▸ **Task instructions**: All lines in the records below that hold "wall" are to be shown.

▸ **Data extract**:
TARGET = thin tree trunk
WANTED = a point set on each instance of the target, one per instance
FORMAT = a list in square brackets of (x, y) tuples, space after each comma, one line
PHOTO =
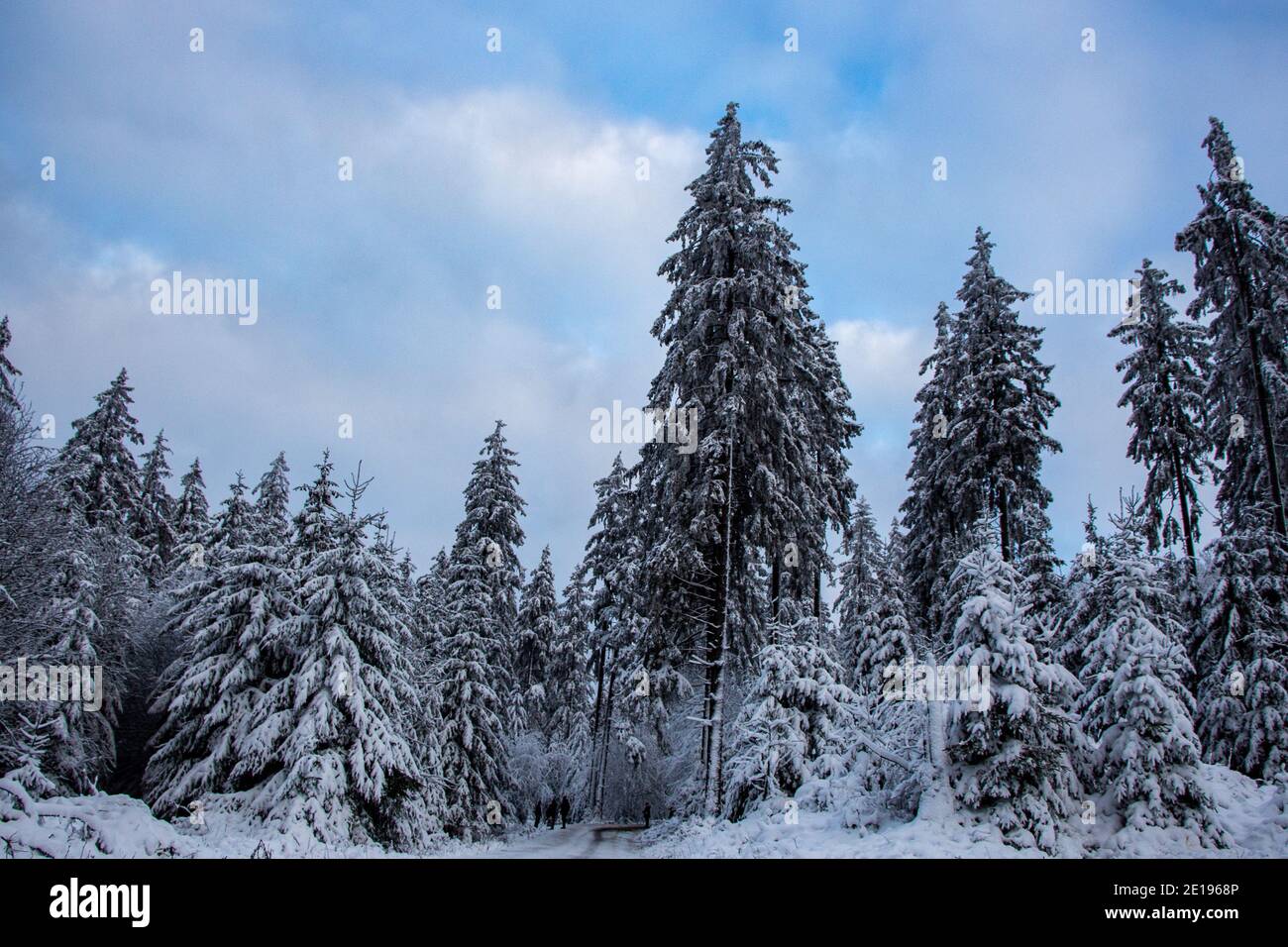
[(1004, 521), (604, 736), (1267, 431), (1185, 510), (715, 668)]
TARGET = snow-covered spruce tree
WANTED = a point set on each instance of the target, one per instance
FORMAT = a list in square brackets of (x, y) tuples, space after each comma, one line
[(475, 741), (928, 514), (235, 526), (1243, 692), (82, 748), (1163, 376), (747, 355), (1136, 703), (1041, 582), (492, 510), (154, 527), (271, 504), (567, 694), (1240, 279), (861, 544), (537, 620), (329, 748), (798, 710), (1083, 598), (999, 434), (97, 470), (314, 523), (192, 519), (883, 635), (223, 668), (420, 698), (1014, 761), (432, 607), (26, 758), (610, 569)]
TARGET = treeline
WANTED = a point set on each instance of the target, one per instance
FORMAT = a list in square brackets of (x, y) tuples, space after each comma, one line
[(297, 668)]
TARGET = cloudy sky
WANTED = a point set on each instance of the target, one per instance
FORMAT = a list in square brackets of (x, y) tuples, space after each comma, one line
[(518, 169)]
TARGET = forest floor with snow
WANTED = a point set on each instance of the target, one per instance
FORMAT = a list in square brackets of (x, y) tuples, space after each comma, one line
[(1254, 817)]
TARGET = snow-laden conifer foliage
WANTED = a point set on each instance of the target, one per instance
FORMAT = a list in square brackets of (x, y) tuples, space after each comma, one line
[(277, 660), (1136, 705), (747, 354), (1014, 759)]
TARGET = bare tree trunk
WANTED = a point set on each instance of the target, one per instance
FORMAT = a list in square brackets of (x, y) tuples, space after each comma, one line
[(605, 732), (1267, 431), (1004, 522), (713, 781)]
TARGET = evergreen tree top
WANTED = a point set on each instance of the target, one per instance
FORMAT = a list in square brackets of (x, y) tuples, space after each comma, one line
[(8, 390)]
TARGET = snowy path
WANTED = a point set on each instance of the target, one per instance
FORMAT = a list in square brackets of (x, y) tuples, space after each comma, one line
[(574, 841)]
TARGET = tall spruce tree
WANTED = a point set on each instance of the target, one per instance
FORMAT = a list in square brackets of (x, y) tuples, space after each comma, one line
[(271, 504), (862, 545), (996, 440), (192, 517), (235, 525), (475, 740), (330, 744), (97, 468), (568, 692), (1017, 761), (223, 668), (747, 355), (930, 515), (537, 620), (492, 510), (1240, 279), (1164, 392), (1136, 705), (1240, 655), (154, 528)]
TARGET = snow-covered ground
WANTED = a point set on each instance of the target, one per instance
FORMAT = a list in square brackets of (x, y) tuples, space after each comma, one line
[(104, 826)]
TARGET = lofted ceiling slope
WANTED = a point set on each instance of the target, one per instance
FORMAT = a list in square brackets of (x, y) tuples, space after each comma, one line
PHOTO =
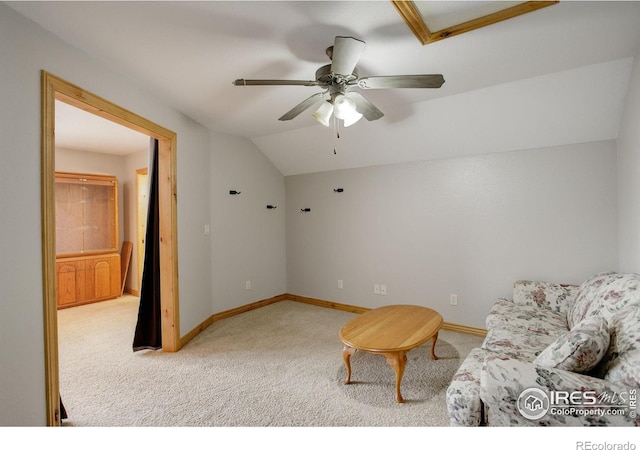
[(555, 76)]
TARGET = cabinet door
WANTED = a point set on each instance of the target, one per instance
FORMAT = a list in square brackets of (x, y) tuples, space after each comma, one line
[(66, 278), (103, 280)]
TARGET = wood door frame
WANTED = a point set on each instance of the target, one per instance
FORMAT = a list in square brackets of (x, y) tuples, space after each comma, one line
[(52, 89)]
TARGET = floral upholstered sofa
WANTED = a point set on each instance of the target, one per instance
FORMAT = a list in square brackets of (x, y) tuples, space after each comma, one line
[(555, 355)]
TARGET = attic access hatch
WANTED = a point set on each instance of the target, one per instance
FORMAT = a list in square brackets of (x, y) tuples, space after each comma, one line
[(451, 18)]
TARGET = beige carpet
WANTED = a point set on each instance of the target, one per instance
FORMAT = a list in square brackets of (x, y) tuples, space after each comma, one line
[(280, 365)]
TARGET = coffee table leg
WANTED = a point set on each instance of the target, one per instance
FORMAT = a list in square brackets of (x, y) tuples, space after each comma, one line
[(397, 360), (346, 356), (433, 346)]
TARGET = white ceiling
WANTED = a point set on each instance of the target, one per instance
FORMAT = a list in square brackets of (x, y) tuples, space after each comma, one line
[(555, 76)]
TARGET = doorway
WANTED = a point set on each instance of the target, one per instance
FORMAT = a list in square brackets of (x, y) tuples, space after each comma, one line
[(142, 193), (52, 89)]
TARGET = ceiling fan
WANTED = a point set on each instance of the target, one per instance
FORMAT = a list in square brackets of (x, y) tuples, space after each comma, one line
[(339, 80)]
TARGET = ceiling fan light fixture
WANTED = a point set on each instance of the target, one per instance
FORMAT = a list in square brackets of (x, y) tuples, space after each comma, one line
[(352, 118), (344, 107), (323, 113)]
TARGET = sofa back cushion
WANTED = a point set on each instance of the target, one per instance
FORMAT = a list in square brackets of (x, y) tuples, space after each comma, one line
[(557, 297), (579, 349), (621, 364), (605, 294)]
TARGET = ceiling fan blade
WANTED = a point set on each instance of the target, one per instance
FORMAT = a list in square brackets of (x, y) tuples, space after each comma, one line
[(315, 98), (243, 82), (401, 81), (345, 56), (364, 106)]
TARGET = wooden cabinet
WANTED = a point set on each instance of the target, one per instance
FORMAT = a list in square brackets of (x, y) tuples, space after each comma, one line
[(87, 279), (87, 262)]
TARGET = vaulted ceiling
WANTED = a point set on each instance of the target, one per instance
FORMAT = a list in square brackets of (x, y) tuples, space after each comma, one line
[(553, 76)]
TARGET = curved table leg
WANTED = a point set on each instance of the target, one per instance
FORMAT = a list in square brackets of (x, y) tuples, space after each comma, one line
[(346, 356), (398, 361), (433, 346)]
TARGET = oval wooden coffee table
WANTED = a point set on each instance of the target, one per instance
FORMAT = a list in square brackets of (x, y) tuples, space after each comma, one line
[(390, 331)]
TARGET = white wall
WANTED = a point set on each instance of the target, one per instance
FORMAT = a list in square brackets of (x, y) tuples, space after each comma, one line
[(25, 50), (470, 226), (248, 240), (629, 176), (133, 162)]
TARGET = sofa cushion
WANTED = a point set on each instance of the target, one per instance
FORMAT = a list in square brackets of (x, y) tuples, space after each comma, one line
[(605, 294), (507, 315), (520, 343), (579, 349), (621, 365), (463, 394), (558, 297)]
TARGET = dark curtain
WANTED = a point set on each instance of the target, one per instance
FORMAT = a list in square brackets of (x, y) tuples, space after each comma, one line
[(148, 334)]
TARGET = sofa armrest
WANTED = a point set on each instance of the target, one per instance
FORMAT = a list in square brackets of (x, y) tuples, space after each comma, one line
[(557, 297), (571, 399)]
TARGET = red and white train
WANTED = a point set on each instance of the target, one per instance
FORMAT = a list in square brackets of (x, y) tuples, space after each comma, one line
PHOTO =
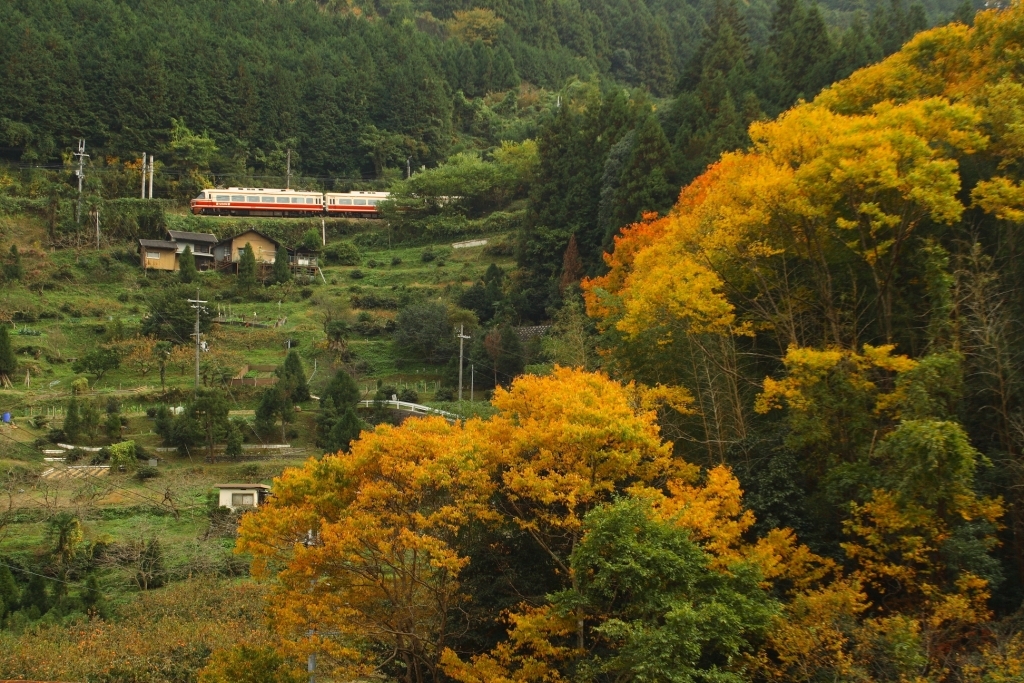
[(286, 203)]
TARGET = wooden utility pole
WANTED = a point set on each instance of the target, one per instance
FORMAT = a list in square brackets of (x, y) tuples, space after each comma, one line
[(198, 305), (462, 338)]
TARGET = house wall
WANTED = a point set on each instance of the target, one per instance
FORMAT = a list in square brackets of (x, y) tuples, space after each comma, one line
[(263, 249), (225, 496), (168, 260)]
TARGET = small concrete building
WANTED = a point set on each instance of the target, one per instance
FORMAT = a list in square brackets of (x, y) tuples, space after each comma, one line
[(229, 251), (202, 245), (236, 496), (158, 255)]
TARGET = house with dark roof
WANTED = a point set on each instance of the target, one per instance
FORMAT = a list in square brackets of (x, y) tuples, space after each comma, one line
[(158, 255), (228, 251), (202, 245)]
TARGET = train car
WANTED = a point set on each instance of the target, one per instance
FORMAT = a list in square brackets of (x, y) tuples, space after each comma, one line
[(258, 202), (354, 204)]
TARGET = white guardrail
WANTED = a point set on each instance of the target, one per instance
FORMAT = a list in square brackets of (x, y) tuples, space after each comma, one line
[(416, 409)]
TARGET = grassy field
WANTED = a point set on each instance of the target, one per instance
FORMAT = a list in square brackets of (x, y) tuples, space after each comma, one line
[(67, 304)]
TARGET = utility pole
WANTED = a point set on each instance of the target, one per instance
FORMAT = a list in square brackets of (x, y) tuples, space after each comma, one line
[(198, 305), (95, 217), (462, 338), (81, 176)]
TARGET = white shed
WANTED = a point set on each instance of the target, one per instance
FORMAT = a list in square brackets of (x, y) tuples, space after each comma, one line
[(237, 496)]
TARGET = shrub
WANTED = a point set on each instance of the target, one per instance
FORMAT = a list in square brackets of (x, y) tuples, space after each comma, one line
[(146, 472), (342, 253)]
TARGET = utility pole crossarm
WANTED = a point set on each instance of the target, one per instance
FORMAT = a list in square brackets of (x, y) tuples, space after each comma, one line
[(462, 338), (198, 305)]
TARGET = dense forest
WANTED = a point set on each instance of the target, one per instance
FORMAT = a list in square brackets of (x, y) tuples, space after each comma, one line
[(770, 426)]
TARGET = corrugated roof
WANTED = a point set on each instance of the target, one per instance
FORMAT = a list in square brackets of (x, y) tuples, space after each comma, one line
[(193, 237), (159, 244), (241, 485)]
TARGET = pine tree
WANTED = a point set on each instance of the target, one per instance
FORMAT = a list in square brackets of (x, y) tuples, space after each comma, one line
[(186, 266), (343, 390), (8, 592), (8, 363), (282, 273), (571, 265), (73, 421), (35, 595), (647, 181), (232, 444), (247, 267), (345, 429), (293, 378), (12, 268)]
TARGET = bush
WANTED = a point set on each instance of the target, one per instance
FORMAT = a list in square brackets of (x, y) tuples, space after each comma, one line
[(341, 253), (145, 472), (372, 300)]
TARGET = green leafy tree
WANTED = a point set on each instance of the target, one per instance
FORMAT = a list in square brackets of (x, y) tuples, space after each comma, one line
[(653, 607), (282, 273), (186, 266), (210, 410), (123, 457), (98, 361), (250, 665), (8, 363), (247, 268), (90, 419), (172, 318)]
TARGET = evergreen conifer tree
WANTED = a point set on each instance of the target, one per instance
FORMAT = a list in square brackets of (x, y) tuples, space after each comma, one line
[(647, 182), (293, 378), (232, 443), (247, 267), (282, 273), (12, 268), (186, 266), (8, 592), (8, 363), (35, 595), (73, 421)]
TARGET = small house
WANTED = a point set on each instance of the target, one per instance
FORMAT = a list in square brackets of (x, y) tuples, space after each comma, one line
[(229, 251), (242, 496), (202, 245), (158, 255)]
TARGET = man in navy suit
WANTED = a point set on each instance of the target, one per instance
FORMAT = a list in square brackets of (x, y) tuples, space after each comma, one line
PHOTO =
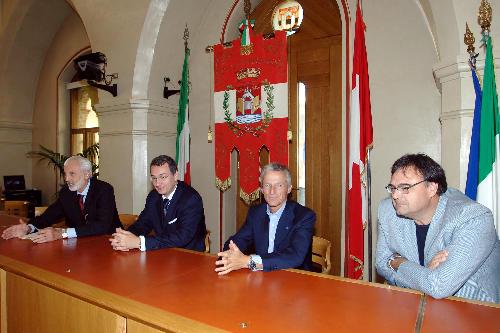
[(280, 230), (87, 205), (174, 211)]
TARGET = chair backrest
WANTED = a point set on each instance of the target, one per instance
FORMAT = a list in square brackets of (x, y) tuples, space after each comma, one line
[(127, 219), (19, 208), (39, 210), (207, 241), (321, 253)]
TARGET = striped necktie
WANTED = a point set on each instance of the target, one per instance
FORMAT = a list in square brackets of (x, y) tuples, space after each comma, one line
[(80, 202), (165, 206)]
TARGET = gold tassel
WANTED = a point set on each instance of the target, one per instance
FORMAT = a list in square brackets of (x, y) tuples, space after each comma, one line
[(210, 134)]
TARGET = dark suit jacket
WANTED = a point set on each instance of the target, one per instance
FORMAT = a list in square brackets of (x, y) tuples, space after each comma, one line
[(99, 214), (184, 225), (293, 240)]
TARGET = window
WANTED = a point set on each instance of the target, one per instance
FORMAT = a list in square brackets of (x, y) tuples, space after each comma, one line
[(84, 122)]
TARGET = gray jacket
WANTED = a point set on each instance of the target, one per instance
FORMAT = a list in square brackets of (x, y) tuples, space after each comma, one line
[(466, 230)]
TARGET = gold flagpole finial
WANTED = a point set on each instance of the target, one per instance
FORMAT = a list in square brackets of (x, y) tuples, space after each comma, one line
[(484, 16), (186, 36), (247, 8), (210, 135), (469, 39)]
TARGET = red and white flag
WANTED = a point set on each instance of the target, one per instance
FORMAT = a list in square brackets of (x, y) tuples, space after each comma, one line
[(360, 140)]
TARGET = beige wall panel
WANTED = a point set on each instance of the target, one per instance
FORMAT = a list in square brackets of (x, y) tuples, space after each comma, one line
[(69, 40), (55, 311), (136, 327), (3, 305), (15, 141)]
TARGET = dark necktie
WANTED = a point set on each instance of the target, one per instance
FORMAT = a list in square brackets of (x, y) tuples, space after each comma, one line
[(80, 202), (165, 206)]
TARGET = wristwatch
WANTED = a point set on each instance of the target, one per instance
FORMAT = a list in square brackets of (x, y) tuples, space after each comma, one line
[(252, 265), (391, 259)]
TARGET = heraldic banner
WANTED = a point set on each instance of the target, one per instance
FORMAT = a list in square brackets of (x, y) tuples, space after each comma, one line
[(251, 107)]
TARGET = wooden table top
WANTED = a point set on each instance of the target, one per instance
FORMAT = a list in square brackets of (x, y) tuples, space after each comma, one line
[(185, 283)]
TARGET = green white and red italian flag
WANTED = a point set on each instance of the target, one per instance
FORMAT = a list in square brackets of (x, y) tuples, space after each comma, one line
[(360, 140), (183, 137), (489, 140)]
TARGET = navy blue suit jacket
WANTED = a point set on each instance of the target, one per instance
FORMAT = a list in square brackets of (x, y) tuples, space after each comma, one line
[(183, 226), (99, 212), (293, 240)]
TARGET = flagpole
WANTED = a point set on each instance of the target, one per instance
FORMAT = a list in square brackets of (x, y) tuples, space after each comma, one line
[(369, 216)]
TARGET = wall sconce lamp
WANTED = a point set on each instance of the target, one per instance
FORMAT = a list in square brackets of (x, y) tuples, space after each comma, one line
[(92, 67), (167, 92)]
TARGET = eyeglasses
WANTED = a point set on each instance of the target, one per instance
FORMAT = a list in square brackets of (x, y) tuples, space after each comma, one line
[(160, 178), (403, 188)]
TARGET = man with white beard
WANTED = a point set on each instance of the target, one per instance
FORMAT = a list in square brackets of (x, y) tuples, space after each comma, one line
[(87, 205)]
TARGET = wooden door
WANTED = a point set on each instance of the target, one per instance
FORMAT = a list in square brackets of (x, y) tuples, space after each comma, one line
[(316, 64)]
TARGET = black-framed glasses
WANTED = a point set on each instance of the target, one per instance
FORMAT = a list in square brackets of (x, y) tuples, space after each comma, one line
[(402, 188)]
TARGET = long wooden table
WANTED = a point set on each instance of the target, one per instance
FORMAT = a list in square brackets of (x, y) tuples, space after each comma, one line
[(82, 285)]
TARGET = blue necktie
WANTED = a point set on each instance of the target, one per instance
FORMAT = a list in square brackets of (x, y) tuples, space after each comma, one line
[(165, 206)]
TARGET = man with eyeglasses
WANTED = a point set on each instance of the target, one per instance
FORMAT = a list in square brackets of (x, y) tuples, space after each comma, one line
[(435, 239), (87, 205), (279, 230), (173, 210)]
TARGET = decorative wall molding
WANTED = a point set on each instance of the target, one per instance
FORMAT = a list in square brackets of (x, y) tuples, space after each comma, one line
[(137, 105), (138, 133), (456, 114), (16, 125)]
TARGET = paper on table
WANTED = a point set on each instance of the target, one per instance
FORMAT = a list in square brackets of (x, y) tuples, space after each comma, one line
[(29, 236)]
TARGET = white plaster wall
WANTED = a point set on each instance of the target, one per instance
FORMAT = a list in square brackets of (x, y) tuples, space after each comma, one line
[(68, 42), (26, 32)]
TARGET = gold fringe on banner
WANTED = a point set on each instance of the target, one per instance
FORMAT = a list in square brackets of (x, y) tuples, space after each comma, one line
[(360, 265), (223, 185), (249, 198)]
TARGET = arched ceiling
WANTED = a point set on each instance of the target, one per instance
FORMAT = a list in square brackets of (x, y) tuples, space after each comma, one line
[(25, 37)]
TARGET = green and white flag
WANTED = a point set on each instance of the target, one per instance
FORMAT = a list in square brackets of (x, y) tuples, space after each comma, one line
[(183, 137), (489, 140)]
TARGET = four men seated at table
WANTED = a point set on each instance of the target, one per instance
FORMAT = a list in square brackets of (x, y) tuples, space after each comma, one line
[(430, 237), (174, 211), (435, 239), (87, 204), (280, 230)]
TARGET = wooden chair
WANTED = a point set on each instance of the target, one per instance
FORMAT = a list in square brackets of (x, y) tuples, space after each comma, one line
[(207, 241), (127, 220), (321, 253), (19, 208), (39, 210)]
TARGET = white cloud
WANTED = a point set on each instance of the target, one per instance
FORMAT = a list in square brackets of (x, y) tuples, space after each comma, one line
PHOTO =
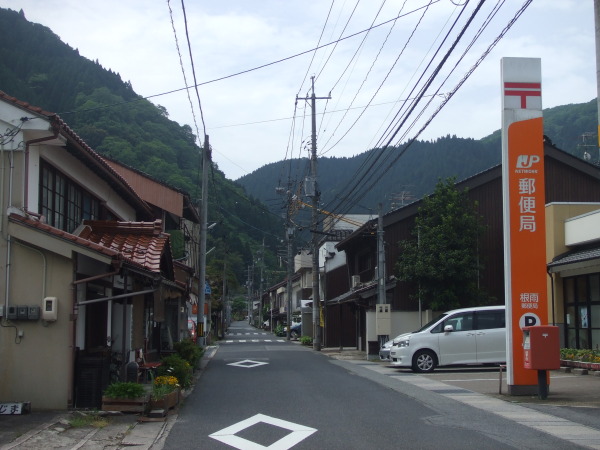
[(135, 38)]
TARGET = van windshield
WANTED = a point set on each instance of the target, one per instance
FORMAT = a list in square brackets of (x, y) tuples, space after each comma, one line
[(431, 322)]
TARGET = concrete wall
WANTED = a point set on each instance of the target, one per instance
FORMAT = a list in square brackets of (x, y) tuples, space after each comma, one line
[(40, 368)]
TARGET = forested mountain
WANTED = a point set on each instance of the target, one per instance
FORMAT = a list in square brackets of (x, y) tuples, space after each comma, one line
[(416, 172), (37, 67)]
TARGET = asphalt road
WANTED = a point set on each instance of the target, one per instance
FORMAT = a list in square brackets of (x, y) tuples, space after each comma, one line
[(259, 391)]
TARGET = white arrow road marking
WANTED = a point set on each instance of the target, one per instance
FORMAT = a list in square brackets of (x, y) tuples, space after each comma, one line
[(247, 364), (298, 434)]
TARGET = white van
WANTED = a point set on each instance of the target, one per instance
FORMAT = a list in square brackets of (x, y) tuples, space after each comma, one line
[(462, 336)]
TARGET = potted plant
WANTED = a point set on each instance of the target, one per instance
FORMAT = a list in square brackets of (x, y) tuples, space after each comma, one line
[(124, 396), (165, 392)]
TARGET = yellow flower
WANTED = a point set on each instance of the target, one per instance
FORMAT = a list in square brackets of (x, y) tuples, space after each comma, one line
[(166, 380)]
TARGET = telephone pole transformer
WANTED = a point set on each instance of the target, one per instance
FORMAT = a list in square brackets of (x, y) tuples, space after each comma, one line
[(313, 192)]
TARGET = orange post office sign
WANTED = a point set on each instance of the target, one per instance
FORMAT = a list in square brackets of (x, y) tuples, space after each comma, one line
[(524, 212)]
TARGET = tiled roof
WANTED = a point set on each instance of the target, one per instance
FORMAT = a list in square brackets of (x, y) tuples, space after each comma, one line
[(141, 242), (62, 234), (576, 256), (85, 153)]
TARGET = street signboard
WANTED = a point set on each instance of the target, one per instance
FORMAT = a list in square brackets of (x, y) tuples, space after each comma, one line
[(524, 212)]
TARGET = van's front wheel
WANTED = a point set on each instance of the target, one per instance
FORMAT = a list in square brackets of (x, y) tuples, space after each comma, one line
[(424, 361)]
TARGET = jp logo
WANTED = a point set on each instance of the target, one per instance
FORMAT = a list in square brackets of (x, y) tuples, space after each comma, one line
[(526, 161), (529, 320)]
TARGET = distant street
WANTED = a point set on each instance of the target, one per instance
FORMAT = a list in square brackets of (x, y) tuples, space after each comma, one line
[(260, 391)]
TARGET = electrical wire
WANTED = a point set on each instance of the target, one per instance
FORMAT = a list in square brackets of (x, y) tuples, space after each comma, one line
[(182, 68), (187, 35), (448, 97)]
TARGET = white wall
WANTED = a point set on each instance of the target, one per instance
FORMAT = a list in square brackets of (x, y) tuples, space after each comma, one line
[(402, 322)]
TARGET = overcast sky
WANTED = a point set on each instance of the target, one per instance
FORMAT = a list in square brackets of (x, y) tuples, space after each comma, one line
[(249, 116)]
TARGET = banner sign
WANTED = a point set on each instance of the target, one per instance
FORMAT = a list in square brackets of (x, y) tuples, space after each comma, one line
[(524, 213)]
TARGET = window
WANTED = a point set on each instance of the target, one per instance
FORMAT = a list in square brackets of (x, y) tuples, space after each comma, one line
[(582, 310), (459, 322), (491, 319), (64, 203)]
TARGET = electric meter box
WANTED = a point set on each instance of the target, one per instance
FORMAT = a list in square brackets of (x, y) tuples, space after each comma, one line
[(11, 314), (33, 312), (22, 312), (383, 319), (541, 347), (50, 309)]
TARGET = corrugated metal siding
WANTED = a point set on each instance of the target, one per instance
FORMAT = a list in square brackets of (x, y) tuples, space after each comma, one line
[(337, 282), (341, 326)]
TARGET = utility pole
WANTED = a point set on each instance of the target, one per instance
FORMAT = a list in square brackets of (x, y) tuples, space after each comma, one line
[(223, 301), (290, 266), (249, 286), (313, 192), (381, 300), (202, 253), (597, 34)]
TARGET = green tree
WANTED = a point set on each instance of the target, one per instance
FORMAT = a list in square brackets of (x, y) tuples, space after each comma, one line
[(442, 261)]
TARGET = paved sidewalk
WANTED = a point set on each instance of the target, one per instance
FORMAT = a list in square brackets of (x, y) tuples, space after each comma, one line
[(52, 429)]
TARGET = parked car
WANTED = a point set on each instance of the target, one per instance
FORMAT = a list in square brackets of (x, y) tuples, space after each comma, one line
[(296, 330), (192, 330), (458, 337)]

▸ **Exercise output**:
TARGET = white wall
TARGET = house wall
TARGET = beige wall panel
TARGET = wall sconce lamp
TARGET = decorative wall molding
TARGET = white plaster wall
TARGET = concrete wall
TARGET = white wall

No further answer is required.